- _Task instructions_
Find each line in the rows below that contains the word "utility" and copy those lines out. Case counts.

- _Entries supplied_

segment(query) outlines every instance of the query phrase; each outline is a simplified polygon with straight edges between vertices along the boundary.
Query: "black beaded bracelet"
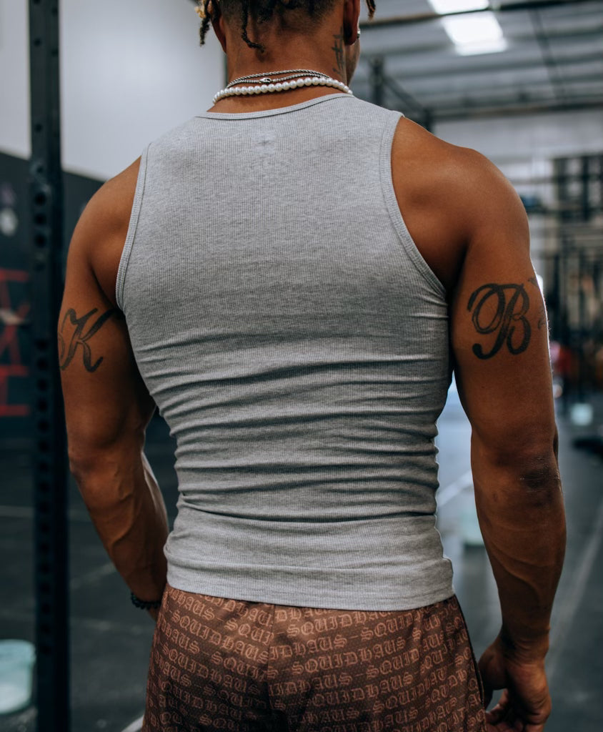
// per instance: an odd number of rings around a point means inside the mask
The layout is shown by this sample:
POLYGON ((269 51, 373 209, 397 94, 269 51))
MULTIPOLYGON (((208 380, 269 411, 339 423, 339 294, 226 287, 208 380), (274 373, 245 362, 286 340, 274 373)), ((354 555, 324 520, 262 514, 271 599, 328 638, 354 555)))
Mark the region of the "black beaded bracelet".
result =
POLYGON ((160 600, 141 600, 133 592, 130 592, 130 599, 134 607, 140 608, 141 610, 157 610, 161 607, 160 600))

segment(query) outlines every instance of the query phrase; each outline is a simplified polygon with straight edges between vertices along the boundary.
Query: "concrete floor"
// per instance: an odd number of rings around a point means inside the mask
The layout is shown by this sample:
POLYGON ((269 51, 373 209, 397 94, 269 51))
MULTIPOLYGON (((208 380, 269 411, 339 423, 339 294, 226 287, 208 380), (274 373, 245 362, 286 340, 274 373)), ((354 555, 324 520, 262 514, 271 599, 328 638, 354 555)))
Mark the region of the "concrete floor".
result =
MULTIPOLYGON (((553 614, 548 657, 553 712, 547 732, 603 729, 603 456, 574 447, 603 425, 577 427, 559 418, 560 463, 569 529, 567 558, 553 614), (598 569, 597 569, 598 568, 598 569)), ((483 547, 471 538, 469 425, 454 392, 440 422, 438 523, 453 561, 454 586, 479 656, 498 632, 496 589, 483 547)), ((173 515, 176 477, 165 425, 154 421, 148 454, 173 515)), ((32 512, 26 451, 0 445, 0 638, 33 639, 32 512)), ((144 703, 152 622, 130 603, 71 487, 71 679, 72 732, 134 732, 144 703)), ((36 709, 0 716, 0 732, 35 729, 36 709)))

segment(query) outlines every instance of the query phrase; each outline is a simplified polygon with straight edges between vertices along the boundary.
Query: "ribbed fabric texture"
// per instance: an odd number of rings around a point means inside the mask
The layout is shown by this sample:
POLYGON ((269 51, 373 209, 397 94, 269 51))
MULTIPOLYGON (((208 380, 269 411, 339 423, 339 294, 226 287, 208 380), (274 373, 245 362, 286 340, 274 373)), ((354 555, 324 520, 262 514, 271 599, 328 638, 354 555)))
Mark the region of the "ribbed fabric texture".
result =
POLYGON ((447 307, 397 204, 400 117, 338 94, 206 113, 142 157, 117 298, 177 440, 173 587, 356 610, 452 594, 447 307))

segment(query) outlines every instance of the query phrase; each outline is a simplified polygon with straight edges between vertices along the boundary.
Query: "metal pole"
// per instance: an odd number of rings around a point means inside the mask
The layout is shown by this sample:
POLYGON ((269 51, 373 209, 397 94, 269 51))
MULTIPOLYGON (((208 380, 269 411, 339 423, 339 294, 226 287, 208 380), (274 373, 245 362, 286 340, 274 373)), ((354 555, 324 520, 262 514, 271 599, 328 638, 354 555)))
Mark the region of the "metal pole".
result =
POLYGON ((63 280, 58 0, 29 0, 29 36, 37 729, 69 732, 67 460, 56 339, 63 280))
POLYGON ((372 103, 383 107, 385 102, 385 73, 383 59, 375 56, 370 60, 370 86, 372 92, 372 103))

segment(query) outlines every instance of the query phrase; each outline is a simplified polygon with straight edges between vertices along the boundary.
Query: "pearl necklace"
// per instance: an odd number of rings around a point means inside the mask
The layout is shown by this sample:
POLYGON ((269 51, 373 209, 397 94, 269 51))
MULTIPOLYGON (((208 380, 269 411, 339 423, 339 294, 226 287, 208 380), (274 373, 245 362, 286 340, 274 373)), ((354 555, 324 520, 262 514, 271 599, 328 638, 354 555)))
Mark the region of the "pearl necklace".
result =
POLYGON ((262 72, 258 74, 239 76, 231 81, 225 89, 218 92, 214 97, 214 104, 226 97, 271 94, 274 92, 287 92, 302 86, 332 86, 334 89, 338 89, 353 95, 351 89, 342 81, 332 78, 322 72, 311 71, 308 69, 290 69, 287 71, 262 72), (239 86, 244 81, 252 86, 239 86))

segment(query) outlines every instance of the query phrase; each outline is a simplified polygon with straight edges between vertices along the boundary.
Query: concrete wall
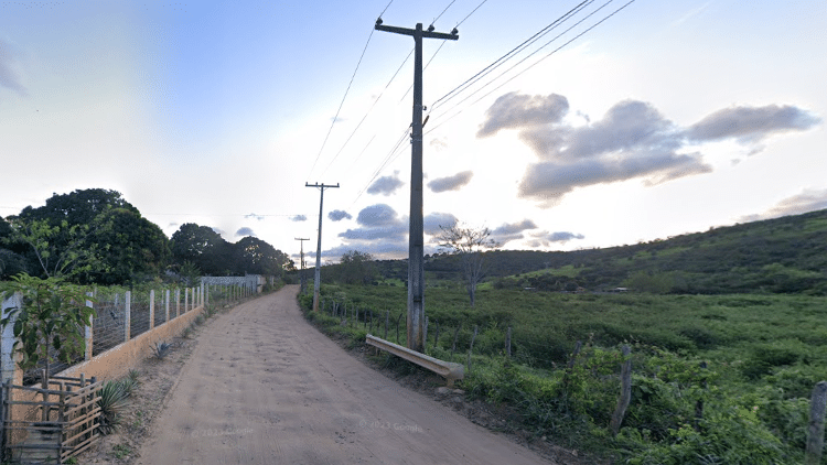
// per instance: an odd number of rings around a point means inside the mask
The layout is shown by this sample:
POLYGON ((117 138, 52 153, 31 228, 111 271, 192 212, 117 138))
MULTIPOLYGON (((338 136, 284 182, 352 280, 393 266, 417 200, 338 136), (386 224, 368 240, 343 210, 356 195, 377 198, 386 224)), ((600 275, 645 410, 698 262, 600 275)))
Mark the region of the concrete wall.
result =
POLYGON ((87 379, 93 376, 98 379, 121 378, 139 361, 151 357, 155 344, 170 342, 173 337, 180 335, 184 328, 190 326, 202 313, 204 313, 203 305, 182 314, 178 318, 170 320, 162 325, 155 326, 152 331, 140 334, 126 343, 119 344, 97 357, 94 357, 92 360, 65 369, 58 372, 57 376, 77 378, 80 374, 84 374, 87 379))
MULTIPOLYGON (((240 285, 256 292, 264 291, 268 277, 264 274, 247 274, 245 277, 202 277, 204 285, 240 285)), ((272 283, 272 280, 270 280, 272 283)))

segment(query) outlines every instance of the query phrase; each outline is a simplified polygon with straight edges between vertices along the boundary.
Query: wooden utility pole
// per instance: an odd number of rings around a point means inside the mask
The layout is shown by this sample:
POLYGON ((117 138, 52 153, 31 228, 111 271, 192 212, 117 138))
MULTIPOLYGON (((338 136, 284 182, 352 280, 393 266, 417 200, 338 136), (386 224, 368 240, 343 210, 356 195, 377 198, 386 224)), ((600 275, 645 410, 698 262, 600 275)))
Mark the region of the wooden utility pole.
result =
POLYGON ((322 204, 324 203, 324 190, 331 188, 331 187, 339 187, 339 183, 336 185, 330 185, 330 184, 310 184, 304 183, 304 187, 319 187, 322 195, 319 197, 319 244, 315 248, 315 280, 313 282, 313 312, 319 311, 319 286, 322 283, 322 204))
POLYGON ((455 41, 460 39, 457 29, 450 34, 433 32, 433 25, 422 31, 422 23, 416 29, 382 25, 376 20, 377 31, 414 37, 414 122, 410 137, 410 229, 408 235, 408 348, 423 352, 425 340, 425 239, 422 233, 422 37, 455 41))
POLYGON ((304 284, 305 284, 305 279, 304 279, 304 241, 305 240, 310 240, 310 238, 302 239, 300 237, 294 237, 293 239, 301 240, 301 242, 300 242, 301 244, 301 256, 300 256, 301 257, 301 263, 299 264, 299 268, 301 270, 301 271, 299 271, 299 282, 301 283, 301 286, 299 288, 299 292, 301 292, 303 294, 304 293, 304 284))

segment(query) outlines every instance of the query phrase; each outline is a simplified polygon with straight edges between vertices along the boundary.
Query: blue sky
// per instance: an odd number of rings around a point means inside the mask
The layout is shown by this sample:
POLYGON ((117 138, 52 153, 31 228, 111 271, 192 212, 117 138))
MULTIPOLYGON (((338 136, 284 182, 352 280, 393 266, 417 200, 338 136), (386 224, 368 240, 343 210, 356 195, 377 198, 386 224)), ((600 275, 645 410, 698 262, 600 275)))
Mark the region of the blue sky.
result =
POLYGON ((827 207, 820 0, 636 0, 588 32, 627 0, 388 1, 0 1, 0 215, 111 188, 170 236, 297 253, 315 248, 305 182, 340 183, 325 260, 404 257, 412 40, 372 32, 386 7, 389 25, 461 23, 425 41, 427 233, 573 250, 827 207))

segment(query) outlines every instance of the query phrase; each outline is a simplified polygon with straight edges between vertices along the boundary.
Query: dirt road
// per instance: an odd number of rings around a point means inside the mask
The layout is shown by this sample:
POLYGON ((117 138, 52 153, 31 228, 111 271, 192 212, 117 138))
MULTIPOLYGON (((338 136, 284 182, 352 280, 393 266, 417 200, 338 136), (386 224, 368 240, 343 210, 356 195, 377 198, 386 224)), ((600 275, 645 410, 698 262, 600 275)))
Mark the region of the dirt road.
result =
POLYGON ((548 464, 353 358, 298 286, 212 322, 139 464, 548 464))

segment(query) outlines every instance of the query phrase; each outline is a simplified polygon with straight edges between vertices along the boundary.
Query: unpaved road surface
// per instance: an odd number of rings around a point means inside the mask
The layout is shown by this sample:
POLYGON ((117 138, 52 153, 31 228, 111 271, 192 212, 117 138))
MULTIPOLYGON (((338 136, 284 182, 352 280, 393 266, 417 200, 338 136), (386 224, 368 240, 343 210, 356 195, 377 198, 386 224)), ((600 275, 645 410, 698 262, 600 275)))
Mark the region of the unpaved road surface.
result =
POLYGON ((298 286, 211 323, 138 464, 548 464, 358 361, 298 286))

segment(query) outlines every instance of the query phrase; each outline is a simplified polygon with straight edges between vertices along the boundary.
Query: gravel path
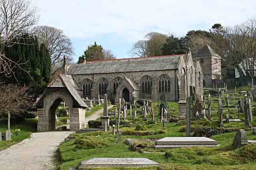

- _Result for this exercise_
Query: wooden utility pole
Mark the region of the wooden utility pole.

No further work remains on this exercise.